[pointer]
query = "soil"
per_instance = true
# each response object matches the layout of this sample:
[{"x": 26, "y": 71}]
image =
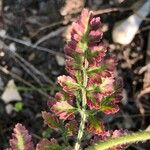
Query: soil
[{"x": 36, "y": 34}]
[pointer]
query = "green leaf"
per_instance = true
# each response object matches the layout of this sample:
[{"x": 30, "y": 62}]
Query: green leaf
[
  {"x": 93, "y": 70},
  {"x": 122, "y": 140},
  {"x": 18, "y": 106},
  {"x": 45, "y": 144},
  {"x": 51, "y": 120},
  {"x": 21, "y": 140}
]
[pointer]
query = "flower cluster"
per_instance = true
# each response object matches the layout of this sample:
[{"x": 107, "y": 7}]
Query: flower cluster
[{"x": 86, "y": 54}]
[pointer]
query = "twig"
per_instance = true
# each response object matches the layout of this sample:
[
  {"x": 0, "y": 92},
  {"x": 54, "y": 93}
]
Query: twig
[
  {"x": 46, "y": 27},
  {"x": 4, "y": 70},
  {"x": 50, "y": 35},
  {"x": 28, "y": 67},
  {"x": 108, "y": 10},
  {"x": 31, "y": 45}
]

────────────────────

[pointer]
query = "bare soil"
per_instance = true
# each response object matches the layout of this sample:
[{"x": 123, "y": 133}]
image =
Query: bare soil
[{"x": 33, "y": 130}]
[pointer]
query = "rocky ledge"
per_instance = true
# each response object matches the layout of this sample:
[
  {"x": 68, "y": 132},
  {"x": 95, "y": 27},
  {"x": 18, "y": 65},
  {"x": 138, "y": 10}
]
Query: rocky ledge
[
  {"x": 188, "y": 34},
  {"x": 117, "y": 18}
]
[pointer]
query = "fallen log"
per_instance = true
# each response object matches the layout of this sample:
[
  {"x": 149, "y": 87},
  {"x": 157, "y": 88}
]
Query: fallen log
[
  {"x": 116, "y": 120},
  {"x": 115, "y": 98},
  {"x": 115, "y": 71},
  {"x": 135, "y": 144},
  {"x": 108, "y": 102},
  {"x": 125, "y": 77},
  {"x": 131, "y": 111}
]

────────────────────

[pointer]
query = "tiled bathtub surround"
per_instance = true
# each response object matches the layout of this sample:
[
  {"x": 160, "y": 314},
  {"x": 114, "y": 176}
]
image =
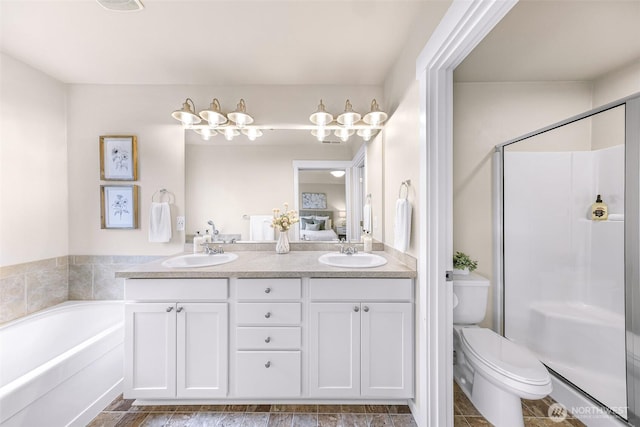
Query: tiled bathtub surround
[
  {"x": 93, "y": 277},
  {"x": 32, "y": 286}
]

────────────────────

■ INSTRUCTIONS FOR THE TASK: Report how many lines of the listing above contain the string "bathtub", giving only the number.

■ FULL SOLUTION: 2